▶ Requirements: Render the stretch from the line containing "Which region of this screenshot contains the house?" through the end of the rows below as a JSON list of strings, one string per line, with blank lines left out.

▶ Material for this exercise:
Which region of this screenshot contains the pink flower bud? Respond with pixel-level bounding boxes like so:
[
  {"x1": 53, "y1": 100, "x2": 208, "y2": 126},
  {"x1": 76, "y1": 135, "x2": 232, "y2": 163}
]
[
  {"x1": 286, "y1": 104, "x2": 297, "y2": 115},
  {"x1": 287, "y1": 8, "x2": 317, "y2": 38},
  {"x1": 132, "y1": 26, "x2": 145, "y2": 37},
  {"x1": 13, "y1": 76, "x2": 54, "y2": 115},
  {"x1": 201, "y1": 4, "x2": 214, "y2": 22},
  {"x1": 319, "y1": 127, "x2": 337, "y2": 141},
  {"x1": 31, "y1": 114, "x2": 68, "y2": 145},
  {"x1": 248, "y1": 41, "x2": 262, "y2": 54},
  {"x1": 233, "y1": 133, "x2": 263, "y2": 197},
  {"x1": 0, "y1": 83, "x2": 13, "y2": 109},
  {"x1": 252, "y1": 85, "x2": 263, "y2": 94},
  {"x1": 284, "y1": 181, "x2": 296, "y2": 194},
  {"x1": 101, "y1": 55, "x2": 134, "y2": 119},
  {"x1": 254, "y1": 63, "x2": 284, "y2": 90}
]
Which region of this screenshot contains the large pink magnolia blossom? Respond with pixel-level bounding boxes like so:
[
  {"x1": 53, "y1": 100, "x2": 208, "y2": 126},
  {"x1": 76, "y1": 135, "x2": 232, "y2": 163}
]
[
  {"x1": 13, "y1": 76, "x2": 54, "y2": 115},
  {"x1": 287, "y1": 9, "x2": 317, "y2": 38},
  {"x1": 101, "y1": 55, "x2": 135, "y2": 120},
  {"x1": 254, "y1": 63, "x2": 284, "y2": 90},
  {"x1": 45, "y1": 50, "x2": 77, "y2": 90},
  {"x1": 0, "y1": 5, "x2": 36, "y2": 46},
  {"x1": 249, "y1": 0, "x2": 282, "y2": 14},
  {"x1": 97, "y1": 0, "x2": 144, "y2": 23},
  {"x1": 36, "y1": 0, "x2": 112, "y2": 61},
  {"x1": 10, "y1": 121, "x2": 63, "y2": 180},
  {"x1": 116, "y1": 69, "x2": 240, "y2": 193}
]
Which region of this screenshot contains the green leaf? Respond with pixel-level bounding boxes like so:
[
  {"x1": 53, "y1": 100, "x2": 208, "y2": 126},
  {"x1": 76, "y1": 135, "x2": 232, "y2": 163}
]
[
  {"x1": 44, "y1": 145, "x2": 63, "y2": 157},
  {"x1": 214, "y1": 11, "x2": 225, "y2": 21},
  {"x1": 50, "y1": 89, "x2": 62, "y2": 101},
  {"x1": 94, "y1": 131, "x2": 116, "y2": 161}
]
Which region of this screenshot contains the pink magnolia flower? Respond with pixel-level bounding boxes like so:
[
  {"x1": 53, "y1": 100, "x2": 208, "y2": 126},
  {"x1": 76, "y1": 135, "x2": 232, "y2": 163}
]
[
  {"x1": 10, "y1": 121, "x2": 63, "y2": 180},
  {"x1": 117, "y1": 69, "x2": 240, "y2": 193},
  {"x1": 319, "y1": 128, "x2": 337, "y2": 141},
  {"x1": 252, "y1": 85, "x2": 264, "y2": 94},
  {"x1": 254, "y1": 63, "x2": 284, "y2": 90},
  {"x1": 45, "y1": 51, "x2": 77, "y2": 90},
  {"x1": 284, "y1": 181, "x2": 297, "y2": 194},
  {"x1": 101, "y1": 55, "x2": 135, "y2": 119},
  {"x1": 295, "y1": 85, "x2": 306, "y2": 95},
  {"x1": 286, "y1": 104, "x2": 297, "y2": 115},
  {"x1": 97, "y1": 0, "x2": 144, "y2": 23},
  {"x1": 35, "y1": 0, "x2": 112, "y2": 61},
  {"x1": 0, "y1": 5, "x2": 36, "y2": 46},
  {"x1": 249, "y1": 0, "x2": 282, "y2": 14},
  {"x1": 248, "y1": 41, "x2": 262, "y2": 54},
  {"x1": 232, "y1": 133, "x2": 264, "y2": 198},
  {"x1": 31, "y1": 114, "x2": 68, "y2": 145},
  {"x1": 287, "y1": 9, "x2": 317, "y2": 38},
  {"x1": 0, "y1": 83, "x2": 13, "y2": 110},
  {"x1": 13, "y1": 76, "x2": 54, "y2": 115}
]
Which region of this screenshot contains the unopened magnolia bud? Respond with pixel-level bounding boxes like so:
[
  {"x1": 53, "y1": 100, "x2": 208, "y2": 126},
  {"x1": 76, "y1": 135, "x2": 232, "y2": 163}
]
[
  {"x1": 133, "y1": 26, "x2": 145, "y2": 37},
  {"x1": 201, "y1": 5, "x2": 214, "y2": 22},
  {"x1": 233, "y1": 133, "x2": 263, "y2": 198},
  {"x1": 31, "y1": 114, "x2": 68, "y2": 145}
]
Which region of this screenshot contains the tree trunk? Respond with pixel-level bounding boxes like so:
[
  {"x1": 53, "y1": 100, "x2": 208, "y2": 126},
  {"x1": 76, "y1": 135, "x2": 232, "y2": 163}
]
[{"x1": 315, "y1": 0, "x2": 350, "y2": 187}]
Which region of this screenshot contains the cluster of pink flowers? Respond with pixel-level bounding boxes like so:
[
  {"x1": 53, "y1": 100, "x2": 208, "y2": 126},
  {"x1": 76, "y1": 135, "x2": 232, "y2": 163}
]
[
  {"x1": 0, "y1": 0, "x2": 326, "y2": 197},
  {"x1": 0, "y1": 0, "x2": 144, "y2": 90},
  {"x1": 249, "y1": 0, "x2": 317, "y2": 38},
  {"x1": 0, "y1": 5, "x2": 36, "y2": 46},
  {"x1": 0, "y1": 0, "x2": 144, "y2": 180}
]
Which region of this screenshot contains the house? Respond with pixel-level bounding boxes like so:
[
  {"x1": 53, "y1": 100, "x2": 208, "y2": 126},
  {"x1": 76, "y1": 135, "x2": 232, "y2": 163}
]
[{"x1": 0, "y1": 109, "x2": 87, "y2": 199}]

▶ Task output:
[
  "Which region of this screenshot contains the house? Respond with pixel-level bounding boxes like so:",
  "[",
  "  {\"x1\": 53, \"y1\": 100, \"x2\": 208, \"y2\": 126},",
  "  {\"x1\": 76, \"y1\": 135, \"x2\": 232, \"y2\": 163}",
  "]",
  "[{\"x1\": 0, \"y1\": 109, \"x2\": 87, \"y2\": 199}]"
]